[Document text]
━━━━━━
The shift did not happen overnight. It was the result of several changes working together: teachers adopting more inclusive classroom practices, stronger safeguarding measures within the school and deeper engagement with parents and community leaders on the importance of girls’ education.

Across Tanzania, more girls are entering school than ever before. Globally, enrollment gains since 2015 have been historic. Yet according to a 2025 report by UNICEF, Plan International and UN Women, 122 million girls remain out of school globally — and for millions more who are enrolled, access has not translated into learning, safety or completion. The question Tanzania has been working to answer is not how to get girls into school — but what has to change for them to stay, learn and thrive.

The lesson from Tanzania is that four things have to work together: how teachers teach, how schools are structured, how communities think about girls’ futures and how government embeds change so it lasts. None of these works in isolation.

What does an education system that works for girls look like?

Most education interventions are designed sequentially — get girls enrolled, then worry about quality, then address safety, then engage communities. Tanzania’s experience suggests that sequence is the problem. Structural, economic and social barriers do not present themselves one at a time, and girls do not experience them that way either.
━━━━━━
[Extracted material]
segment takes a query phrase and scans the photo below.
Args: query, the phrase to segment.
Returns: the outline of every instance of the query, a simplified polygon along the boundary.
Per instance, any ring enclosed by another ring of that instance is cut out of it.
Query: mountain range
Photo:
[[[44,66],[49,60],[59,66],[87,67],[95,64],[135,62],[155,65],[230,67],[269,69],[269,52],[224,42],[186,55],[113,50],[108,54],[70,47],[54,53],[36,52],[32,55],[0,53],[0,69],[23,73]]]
━━━━━━
[Tasks to perform]
• 1. In the passage on girls' education in Tanzania, rewrite the part from "The lesson from" to "that way either.", replacing "communities" with "neighborhoods".
• 2. Find every line of the records that contains the string "segment", matching case exactly, and copy each of those lines.

[Task-by-task solutions]
• 1.
The lesson from Tanzania is that four things have to work together: how teachers teach, how schools are structured, how neighborhoods think about girls’ futures and how government embeds change so it lasts. None of these works in isolation.

What does an education system that works for girls look like?

Most education interventions are designed sequentially — get girls enrolled, then worry about quality, then address safety, then engage neighborhoods. Tanzania’s experience suggests that sequence is the problem. Structural, economic and social barriers do not present themselves one at a time, and girls do not experience them that way either.

• 2.
segment takes a query phrase and scans the photo below.
Args: query, the phrase to segment.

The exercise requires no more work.